→ TRY IT
Filter the records below for the word "backpack". Keep each line that has it.

Stored records
▬▬▬▬▬▬▬▬▬▬

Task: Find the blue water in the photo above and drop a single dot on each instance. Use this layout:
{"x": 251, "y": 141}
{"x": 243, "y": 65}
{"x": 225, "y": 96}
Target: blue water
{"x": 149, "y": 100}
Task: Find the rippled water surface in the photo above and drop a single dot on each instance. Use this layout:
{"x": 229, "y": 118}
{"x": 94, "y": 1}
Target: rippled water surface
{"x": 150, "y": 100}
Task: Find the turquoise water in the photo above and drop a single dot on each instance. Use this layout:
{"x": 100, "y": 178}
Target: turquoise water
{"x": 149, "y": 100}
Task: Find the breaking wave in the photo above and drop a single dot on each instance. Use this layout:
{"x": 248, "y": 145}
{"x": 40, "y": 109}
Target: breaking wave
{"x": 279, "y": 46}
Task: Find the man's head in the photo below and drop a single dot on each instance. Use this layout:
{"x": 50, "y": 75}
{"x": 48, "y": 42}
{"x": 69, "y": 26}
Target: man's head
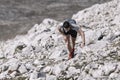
{"x": 66, "y": 24}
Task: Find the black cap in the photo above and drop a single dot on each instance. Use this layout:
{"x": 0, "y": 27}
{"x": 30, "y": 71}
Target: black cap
{"x": 66, "y": 24}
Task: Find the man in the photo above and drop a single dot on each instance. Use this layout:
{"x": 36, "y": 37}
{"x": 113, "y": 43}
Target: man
{"x": 69, "y": 30}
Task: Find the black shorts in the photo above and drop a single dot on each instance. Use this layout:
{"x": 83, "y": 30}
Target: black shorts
{"x": 73, "y": 33}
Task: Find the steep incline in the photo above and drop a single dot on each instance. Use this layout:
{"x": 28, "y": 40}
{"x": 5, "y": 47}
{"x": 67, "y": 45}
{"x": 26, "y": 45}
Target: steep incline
{"x": 42, "y": 54}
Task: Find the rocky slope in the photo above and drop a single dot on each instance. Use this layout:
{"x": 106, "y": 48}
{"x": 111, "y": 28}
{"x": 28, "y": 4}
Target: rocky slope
{"x": 42, "y": 55}
{"x": 18, "y": 16}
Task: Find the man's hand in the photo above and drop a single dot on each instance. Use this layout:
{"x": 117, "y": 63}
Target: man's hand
{"x": 82, "y": 45}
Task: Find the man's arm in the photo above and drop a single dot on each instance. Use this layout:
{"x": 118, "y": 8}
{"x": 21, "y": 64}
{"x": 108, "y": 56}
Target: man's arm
{"x": 82, "y": 36}
{"x": 59, "y": 29}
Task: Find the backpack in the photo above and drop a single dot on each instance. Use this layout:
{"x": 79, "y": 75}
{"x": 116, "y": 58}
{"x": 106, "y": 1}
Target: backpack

▬▬▬▬▬▬▬▬▬▬

→ RESPONSE
Task: Find the backpack in the photo above and drop a single dot on each instance. Use this layout:
Target: backpack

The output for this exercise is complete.